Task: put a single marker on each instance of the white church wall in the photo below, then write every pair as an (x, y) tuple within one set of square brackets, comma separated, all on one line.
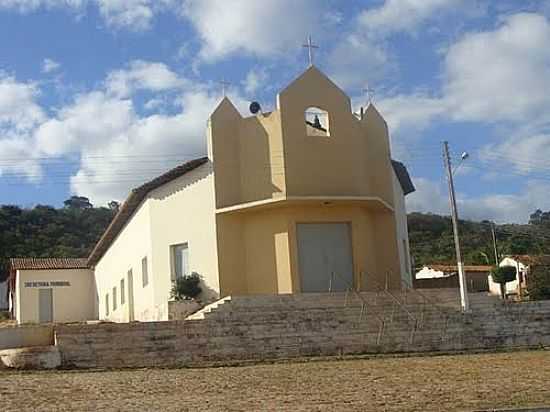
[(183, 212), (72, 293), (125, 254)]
---
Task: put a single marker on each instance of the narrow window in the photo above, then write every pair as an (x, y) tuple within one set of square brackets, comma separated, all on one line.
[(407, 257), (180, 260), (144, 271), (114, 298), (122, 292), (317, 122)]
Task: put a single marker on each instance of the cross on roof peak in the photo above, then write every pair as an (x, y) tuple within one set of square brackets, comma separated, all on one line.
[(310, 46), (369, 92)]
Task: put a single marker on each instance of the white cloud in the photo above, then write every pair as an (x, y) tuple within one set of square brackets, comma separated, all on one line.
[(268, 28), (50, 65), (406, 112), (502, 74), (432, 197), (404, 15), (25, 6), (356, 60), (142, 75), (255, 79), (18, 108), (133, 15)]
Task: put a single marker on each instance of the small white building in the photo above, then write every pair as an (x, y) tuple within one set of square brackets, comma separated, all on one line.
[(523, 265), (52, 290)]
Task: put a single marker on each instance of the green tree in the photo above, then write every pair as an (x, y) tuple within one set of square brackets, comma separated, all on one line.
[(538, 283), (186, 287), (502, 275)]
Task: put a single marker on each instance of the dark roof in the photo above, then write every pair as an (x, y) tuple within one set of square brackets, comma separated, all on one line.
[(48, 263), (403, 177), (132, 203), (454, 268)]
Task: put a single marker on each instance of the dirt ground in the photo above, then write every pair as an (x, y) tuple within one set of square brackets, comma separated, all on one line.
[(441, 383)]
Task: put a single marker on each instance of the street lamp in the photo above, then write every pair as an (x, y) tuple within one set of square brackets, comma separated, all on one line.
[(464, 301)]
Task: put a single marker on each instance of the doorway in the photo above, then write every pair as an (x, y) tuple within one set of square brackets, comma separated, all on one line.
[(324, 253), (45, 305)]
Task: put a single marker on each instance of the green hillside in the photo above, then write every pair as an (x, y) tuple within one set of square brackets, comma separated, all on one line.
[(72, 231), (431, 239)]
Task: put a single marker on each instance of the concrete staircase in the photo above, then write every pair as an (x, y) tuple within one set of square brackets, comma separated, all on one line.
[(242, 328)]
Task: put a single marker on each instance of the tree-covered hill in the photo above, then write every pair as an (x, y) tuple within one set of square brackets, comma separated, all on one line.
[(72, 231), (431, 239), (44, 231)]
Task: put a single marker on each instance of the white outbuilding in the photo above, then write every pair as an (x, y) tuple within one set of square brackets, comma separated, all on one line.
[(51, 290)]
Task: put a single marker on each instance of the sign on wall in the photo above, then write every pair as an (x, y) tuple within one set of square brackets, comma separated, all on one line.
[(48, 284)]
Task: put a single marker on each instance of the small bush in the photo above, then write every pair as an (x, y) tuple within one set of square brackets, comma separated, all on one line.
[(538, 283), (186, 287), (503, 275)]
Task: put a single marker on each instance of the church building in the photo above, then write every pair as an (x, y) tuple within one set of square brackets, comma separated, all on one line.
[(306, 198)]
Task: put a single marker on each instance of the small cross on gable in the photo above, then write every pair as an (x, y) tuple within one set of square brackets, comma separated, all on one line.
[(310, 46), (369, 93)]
...
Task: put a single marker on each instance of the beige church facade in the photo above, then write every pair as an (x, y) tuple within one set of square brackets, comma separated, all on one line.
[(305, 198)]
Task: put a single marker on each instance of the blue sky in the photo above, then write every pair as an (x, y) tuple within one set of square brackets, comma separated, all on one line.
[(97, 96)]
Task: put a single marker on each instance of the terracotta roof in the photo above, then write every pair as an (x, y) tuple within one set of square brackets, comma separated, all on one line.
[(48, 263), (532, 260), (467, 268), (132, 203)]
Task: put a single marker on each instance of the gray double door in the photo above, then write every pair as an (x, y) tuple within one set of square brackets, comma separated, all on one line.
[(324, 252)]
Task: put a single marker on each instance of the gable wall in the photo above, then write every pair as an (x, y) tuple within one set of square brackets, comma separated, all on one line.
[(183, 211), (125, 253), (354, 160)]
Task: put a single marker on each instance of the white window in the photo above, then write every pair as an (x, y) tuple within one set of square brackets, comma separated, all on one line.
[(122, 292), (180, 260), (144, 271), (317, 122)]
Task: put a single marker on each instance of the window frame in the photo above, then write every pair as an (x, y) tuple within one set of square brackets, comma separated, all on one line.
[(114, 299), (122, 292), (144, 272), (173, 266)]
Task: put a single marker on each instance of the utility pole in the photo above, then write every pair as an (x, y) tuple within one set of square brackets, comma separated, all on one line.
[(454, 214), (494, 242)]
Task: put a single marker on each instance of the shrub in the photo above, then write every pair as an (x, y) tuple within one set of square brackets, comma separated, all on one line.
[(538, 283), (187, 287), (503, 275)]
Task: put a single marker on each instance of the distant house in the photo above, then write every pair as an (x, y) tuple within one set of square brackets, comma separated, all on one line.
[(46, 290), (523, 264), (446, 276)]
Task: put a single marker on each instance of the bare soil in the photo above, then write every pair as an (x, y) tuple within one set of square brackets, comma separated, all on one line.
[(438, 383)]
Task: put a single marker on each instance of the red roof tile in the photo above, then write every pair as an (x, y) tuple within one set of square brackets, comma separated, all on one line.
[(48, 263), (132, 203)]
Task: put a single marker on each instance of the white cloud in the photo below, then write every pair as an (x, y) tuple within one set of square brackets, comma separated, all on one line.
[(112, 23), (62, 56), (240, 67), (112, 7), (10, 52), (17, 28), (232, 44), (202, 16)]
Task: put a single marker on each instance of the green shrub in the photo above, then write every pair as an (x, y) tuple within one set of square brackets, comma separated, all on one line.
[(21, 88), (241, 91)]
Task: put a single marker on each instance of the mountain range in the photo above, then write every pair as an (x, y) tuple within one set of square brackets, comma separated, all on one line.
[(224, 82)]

=== Do this ===
Rewrite the material from the line containing "Task: put a single marker on each instance of the concrete" through the line containing "[(310, 46), (369, 93)]", both included, as a two-column CSV with the header row instruction,coordinates. Give one row per instruction and its coordinates, with each value in its own double-quoted field and any line breaks replaced by spaces.

=== Solution for this exercise ===
instruction,coordinates
"Task: put a single marker on each instance of the concrete staircase in the photo above, then write every pair as an (x, y) tuple within one set of square brackets, comma separated, all on one line.","[(242, 328)]"
"Task: put a single marker on each instance of the tree-covered hill in the photo above, then write every pair as an (x, y) tuple within one set of square brackets, comma separated, all on one line.","[(72, 231), (431, 239), (44, 231)]"
"Task: put a single marker on each instance of the white outbuilding in the photo above, then write every pair as an (x, y) tuple within one set of square brackets, comma separated, all on one line.","[(51, 290)]"
"Task: put a single marker on each instance of the sign on wall in the photo above, then write every pair as an (x, y) tuple within one set of square brackets, comma separated, all on one line.","[(48, 284)]"
"Task: put a single marker on each instance of the small bush in the photo above, then write every pair as an (x, y) tuple within one set of square brackets, comma separated, all on one line.","[(538, 283), (186, 287), (503, 275)]"
"Task: put a single marker on each instance of the church building in the photo above, then write every pair as an (x, y) tuple within one set of square brackets, comma separated, all on one line.","[(306, 198)]"
"Task: put a single marker on each instance of the small cross on gable in the photo above, then write every pair as an (x, y) tuple within one set of square brackets, comma separated, all on one line.","[(310, 46), (369, 93)]"